Texte du document
● ● ● ● ●
Non pas le Dieu dont la cause serait entre les mains des intolérants, des fanatiques, des justiciers, des violents.

Non, pas ce Dieu bien trop à notre image, bien trop à la ressemblance des humains.

 

Mais là, où

un souffle de vie remet debout,

un souffle d’amour reconnait la personne telle qu’elle est,

un souffle de justice rétablit la dignité d’une personne

un souffle d’espérance invite à aller de l’avant, à continuer la route ou à repartir,

un souffle de bienveillance est ouvert à chacun,

un souffle de tendresse et de patience aide chacun à progresser, à grandir

là, oui, là j’entre vois Dieu.

 

Ce serait ici le lieu de penser à toutes les personnes qui, d’une manière ou d’une autre, m’ont appris à chausser les lunettes de la compréhension, de l’amour, de la patience pour déceler dans les choses toutes simples de la vie la présence discrète, subtile et pudique de Dieu, agissant dans le concret de l’existence.

 

Quelques moments particuliers me viennent à l’esprit et je les partage avec vous.

 

À l’époque où j’étais directrice d’école et d’internat, j’ai vu comment des gens pouvaient agir avec plein de bonté. J’avais parmi mes élèves et pensionnaires un petit garçon dont le père était un truand notoire. Et pourtant, sachant cela, des parents m’avaient proposé de recevoir ce petit chez eux pour le week-end.

Je vois là une attitude d’ouverture, d’accueil et d’amour de la part de parents étrangers à cet enfant.
● ● ● ● ●
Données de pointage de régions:
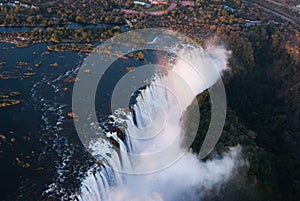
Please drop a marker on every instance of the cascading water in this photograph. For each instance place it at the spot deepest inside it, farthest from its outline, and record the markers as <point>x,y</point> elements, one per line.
<point>154,139</point>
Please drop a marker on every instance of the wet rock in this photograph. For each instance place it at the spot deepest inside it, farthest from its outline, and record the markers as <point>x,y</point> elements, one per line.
<point>2,137</point>
<point>12,140</point>
<point>71,79</point>
<point>8,102</point>
<point>55,65</point>
<point>141,56</point>
<point>72,115</point>
<point>88,71</point>
<point>130,69</point>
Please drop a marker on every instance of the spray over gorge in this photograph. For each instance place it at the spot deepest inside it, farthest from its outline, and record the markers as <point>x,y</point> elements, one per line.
<point>152,160</point>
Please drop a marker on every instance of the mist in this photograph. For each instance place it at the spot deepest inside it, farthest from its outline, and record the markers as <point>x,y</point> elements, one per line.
<point>156,166</point>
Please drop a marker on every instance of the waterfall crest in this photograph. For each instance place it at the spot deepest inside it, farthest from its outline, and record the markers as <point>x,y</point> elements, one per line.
<point>153,140</point>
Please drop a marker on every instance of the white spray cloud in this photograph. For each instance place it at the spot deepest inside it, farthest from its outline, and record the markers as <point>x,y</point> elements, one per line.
<point>179,175</point>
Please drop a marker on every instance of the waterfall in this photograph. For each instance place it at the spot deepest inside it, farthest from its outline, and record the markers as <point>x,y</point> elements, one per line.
<point>154,163</point>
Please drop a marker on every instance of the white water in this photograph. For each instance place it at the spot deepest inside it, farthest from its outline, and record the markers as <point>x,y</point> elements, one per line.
<point>155,143</point>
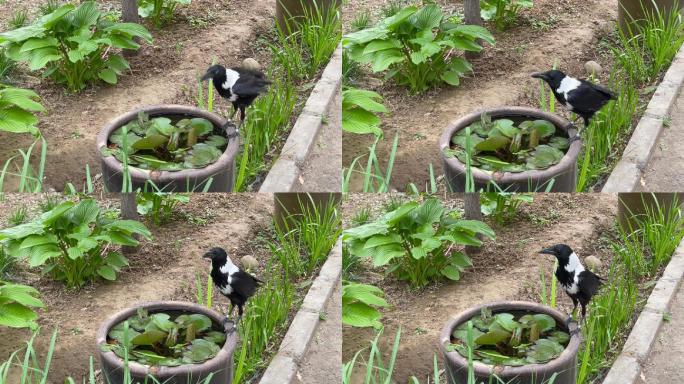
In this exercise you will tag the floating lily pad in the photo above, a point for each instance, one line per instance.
(507, 339)
(162, 144)
(501, 145)
(165, 340)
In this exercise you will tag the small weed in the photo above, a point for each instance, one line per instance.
(361, 21)
(48, 204)
(361, 217)
(18, 216)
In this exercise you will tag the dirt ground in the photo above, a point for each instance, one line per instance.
(162, 269)
(662, 173)
(562, 32)
(164, 72)
(322, 172)
(507, 268)
(661, 368)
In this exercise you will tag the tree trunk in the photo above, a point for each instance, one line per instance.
(129, 14)
(472, 212)
(471, 11)
(129, 211)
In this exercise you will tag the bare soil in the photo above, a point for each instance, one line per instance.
(507, 268)
(563, 33)
(164, 72)
(162, 269)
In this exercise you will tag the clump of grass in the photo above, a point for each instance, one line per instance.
(361, 20)
(640, 251)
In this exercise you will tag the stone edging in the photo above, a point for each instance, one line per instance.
(627, 174)
(627, 367)
(285, 172)
(285, 364)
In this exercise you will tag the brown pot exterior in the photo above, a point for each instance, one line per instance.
(564, 173)
(222, 172)
(564, 365)
(221, 365)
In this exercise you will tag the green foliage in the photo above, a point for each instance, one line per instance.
(416, 45)
(30, 178)
(359, 109)
(502, 12)
(72, 242)
(295, 57)
(162, 340)
(16, 305)
(303, 240)
(503, 206)
(159, 206)
(159, 11)
(18, 216)
(359, 305)
(19, 19)
(163, 144)
(17, 108)
(417, 240)
(374, 179)
(641, 53)
(73, 45)
(501, 145)
(640, 250)
(377, 371)
(503, 339)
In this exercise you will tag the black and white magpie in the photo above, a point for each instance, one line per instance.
(580, 284)
(579, 96)
(234, 283)
(240, 86)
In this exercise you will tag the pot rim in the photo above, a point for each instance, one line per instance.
(214, 364)
(482, 369)
(569, 158)
(223, 162)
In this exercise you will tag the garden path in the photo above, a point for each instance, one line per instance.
(663, 172)
(665, 364)
(322, 170)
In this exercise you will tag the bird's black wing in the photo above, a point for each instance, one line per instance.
(605, 91)
(588, 283)
(586, 98)
(244, 284)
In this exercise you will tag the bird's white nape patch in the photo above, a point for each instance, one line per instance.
(231, 78)
(229, 269)
(568, 84)
(574, 264)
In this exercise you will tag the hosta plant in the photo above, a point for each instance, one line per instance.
(359, 111)
(17, 108)
(508, 339)
(418, 242)
(163, 339)
(159, 11)
(502, 12)
(73, 242)
(418, 47)
(359, 305)
(16, 305)
(75, 45)
(503, 145)
(166, 145)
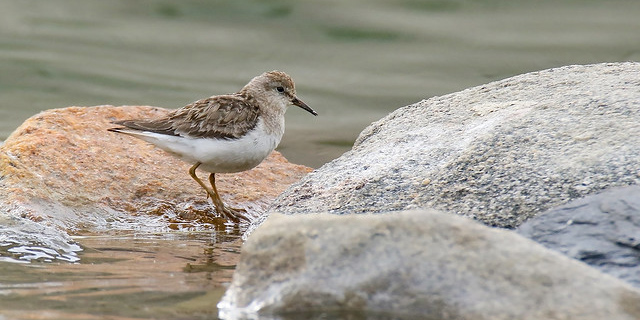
● ● ● ● ●
But de l'exercice
Reprenez la méditation sur la présence discrète de Dieu dans la vie à la suite de sa dernière phrase, et poursuivez-la dans le même esprit.

Résultat obtenu
Clin d’œil de Dieu, par-dessus les déchéances humaines. Et sans bruit, sans publicité.

 

Je revois encore ces visages d’enfants peu favorisés par la vie qui se détendent, dont le regard s’éveille et s’illumine et le cœur s’ouvre parce qu’au cours de leur scolarité des profs patients, aimants, compréhensifs ont œuvré pour armer au mieux ces déshérités de la vie.

Clin d’œil de Dieu dans un quotidien sombre, sans bruit, sans grandiloquence, dans le calme de chaque jour.

 

Je revois ces équipes médicales en soins palliatifs qui parcourent un bout de chemin avec les mourants et les familles et qui apportent tant d’humanité dans ces moments proches de la séparation.

Je revois les cinq ou six chirurgiens entourant le lit de ma sœur décédée à l’âge de 62 ans d’une rupture d’anévrisme au cerveau, je les vois recueillis dans le silence et le respect avant de l’emporter dans le bloc opératoire pour prélever cinq organes qui allaient sauver cinq vies.

Clin d’œil de Dieu qui, dans ce processus médical, a fait naître d’une grande perte affective de nouveaux espoirs.

 

 

Je constate et me réjouis que, dans ces temps où la terre semble avoir perdu la boussole, beaucoup de citoyennes et citoyens prennent des initiatives de rencontres de discussions et d’échanges dans un esprit d’ouverture, de dialogues entre personnes de diverses convictions. Récemment dans une telle rencontre, j’entendais un philosophe musulman déclarer de façon judicieuse à propos de nos discours religieux ou convictionnels : «  Le contraire de la connaissance, ce n’est pas l’ignorance mais les certitudes ».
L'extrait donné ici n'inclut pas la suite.